═════ Document extract
How does Pyarrow read_csv handle different file encodings?

I have a .dat file that I had been reading with pd.read_csv and always needed to use encoding="latin" for it to read properly / without error. When I use pyarrow.csv.read_csv I dont see a parameter to select the encoding of the file but it still works without issue(which is great! but i dont understand why / if it only auto handles certain encodings). The only parameters im using are setting the delimiter="|" (with ParseOptions) and auto_dict_encode=True with (ConvertOptions).

How is pyarrow handling different encoding types?

Solution

pyarrow currently has no functionality to deal with different encodings, and assumes UTF8 for string/text data.
But the reason it doesn't raise an error is that pyarrow will read any non-UTF8 strings as a "binary" type column, instead of "string" type.

A small example:

# writing a small file with latin encoding 
with open("test.csv", "w", encoding="latin") as f: 
    f.writelines(["col1,col2\n", "u,ù"])
══════════
═════ Data provided
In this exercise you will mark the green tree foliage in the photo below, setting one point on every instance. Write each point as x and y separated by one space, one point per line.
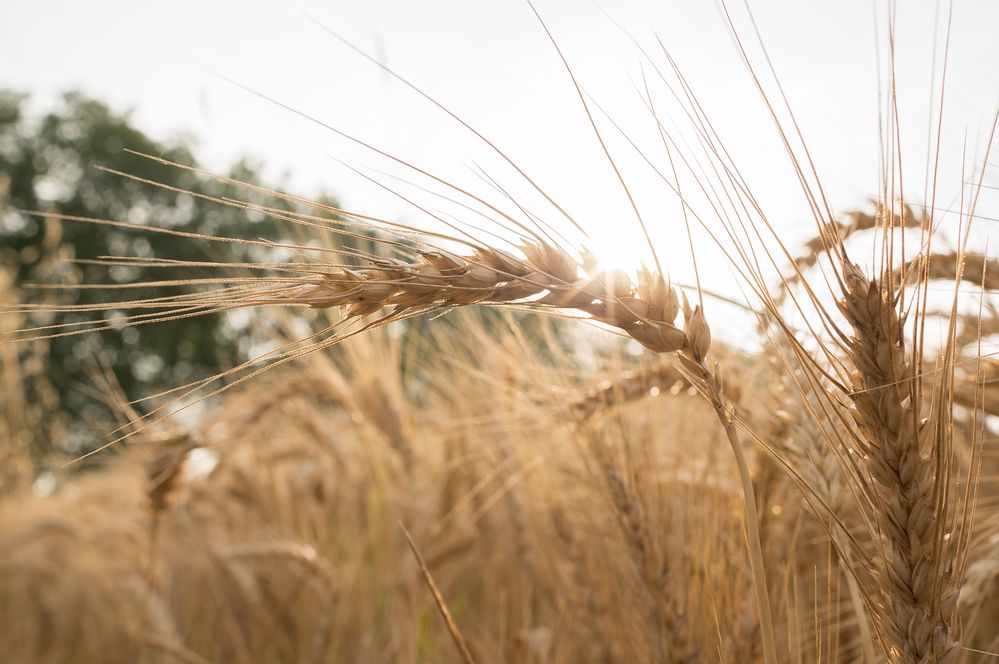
══════════
§ The tasks:
**A.** In the pyarrow CSV encoding thread, rewrite the paragraph beginning "I have a .dat file" as a bulleted list that keeps its main facts.
**B.** Summarize the pyarrow CSV encoding thread in two sentences.
**C.** Write the next part of the pyarrow CSV encoding thread, picking up right after its final line.

§ Answers for the exercise:
**A.**
- A .dat file read with pd.read_csv always needed encoding="latin" to load properly and without error.
- pyarrow.csv.read_csv shows no parameter for choosing the file's encoding, yet it reads the same file without issue.
- The poster doesn't understand why this works, or whether only certain encodings are handled automatically.
- The only options in use are delimiter="|" (set with ParseOptions) and auto_dict_encode=True (set with ConvertOptions).

**B.** A user notes that pyarrow.csv.read_csv reads a file that pd.read_csv could only read with encoding="latin", even though pyarrow offers no encoding parameter, and asks how pyarrow handles different encodings. The solution explains that pyarrow currently has no support for other encodings and assumes UTF8 for text, but raises no error because it reads non-UTF8 strings as a "binary" column instead of a "string" column.

**C.**
Reading with pyarrow gives string for the first column (which only contains ASCII characters, thus also valid UTF8), but reads the second column as binary:

>>> from pyarrow import csv 
>>> csv.read_csv("test.csv")
pyarrow.Table
col1: string
col2: binary

With pandas you indeed get an error by default (because pandas has no binary data type, and will try to read all text columns as python strings, thus UTF8):

>>> pd.read_csv("test.csv")
...
UnicodeDecodeError: 'utf-8' codec can't decode byte 0xf9 in position 0: invalid start byte

>>> pd.read_csv("test.csv", encoding="latin")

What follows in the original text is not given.